Search the records for the word "coping" and copy each line in which it appears.

[Saved entries]
*** Begin section ***

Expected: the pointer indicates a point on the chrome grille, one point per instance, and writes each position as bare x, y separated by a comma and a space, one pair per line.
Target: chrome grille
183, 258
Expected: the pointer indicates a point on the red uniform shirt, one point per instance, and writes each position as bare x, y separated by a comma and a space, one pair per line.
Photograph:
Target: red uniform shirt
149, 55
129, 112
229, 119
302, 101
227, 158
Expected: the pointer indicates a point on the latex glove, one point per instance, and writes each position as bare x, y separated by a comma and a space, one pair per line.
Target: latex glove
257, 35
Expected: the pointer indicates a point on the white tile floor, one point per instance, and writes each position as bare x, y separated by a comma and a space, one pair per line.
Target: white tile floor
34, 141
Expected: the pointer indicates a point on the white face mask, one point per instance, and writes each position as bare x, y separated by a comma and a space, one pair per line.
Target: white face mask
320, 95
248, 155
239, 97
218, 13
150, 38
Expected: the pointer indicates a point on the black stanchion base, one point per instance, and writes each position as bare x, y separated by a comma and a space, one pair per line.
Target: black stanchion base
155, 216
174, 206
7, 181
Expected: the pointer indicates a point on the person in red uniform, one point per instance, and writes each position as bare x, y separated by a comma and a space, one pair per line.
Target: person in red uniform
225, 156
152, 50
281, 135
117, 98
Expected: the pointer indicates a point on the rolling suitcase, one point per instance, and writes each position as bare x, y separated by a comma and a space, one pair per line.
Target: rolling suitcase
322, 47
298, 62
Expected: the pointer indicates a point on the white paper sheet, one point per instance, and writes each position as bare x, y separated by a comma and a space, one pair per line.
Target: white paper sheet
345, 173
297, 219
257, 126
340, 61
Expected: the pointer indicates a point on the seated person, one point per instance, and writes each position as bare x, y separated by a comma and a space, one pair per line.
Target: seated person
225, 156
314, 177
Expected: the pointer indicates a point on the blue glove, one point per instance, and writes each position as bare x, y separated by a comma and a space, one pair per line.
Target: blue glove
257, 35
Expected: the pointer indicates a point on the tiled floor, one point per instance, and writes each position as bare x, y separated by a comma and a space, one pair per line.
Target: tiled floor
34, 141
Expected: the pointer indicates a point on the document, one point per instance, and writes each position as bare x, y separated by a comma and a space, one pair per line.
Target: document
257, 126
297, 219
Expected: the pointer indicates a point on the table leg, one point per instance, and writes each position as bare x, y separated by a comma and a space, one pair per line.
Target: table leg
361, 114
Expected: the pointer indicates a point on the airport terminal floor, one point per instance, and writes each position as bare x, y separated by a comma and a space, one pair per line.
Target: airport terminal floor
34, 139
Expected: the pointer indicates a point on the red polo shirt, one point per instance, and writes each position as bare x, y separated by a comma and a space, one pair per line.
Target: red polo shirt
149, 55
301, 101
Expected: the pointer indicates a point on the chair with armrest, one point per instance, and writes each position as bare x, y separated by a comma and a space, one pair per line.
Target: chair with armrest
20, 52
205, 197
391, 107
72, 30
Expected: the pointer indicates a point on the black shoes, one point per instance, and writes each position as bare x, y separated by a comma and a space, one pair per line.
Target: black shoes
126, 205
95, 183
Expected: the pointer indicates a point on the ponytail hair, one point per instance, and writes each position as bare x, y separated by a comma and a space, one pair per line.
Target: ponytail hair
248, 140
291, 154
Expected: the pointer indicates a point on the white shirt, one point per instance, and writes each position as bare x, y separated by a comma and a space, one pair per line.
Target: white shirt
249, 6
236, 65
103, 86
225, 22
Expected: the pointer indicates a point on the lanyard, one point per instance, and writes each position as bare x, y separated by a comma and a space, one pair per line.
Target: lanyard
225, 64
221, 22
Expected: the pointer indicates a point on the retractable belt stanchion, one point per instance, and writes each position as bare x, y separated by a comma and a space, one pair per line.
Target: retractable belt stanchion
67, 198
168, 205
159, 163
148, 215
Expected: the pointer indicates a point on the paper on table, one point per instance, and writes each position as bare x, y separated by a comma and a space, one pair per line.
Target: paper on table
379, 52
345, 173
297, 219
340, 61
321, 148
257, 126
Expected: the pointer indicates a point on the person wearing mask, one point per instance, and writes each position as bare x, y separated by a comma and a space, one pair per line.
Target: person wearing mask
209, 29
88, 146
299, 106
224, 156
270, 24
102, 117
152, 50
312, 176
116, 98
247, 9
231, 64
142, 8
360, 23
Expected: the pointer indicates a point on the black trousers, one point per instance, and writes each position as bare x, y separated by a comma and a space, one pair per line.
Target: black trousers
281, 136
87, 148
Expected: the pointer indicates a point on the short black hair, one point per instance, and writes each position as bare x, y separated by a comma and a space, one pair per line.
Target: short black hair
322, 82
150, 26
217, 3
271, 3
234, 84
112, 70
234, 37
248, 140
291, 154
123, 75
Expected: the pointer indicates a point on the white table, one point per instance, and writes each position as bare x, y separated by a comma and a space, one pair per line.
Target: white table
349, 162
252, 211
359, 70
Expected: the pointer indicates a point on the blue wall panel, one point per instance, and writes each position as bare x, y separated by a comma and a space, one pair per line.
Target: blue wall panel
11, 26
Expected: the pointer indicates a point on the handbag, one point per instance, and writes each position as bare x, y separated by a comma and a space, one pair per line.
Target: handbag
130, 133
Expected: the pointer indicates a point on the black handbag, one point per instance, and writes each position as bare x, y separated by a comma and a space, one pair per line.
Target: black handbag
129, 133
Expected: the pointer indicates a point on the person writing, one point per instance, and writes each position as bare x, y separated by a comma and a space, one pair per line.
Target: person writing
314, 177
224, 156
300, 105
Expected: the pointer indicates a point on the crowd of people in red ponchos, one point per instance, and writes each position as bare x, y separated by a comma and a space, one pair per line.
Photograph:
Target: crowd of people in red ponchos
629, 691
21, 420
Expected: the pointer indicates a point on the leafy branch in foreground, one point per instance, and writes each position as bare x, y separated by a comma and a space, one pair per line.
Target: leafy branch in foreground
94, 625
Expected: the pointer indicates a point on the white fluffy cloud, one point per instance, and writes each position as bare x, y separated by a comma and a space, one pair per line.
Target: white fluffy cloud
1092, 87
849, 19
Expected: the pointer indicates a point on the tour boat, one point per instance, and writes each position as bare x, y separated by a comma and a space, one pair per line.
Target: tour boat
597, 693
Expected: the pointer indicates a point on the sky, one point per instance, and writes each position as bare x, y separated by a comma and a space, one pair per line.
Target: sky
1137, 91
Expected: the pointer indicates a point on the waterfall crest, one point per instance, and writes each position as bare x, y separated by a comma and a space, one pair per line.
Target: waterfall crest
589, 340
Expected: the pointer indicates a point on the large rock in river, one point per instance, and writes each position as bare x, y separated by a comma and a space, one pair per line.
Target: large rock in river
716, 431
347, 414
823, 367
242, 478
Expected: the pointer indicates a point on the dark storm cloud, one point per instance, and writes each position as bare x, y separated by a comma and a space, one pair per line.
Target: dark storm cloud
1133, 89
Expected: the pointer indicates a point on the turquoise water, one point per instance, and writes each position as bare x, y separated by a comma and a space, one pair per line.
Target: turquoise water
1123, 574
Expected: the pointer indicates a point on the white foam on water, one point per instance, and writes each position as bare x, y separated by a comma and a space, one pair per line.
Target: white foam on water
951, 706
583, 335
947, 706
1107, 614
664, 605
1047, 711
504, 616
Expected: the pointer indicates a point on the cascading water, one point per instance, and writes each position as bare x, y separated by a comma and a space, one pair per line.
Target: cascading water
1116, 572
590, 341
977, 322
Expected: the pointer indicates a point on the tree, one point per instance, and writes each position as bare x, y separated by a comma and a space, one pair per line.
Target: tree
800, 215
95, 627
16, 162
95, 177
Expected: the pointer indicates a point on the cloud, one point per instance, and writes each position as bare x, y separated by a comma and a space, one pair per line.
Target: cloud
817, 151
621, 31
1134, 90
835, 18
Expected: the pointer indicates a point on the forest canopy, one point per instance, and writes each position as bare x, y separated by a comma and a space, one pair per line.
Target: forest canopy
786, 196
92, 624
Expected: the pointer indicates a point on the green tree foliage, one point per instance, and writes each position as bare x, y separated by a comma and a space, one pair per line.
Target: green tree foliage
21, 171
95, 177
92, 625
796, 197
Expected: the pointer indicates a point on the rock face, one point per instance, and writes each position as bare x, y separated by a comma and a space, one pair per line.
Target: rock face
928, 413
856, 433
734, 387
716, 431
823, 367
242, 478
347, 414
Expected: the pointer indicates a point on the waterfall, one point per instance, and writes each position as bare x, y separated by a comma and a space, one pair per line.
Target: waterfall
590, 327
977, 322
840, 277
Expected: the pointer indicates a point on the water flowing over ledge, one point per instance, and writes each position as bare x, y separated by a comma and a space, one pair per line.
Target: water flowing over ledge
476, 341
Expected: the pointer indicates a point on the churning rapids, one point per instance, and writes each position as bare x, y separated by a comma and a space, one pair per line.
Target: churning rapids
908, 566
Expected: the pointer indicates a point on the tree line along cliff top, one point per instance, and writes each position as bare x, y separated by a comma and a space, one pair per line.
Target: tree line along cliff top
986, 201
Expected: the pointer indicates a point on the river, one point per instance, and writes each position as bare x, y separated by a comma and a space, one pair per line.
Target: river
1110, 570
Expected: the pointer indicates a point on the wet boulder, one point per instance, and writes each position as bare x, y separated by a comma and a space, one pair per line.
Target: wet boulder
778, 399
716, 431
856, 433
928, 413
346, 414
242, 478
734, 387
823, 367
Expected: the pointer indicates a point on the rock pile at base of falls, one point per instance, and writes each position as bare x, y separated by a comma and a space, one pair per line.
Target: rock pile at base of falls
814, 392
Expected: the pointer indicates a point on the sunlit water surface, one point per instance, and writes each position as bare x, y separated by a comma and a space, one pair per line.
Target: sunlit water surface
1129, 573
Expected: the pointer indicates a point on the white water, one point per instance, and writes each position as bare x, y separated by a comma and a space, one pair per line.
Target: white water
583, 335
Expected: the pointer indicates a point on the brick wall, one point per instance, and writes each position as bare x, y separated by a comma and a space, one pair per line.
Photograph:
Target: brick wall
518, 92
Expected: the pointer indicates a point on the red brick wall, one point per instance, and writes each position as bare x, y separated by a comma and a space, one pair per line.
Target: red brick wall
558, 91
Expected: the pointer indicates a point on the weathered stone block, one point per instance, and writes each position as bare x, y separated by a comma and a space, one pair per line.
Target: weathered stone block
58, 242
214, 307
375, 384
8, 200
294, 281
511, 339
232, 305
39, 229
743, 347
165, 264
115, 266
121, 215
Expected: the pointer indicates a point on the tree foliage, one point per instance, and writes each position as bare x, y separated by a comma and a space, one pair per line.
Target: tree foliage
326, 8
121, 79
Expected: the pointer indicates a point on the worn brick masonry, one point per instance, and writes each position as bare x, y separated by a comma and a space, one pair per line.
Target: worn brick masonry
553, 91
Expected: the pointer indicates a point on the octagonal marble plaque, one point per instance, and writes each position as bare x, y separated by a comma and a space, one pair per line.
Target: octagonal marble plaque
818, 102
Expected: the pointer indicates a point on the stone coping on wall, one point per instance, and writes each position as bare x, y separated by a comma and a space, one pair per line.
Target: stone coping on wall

*** End section ***

▶ Output for this task
Expected: the pointer indicates a point on the stone coping on wall, one point per instance, and writes each position as bare x, y separated by a comma and a space, one pair per line.
Target: stone coping on wall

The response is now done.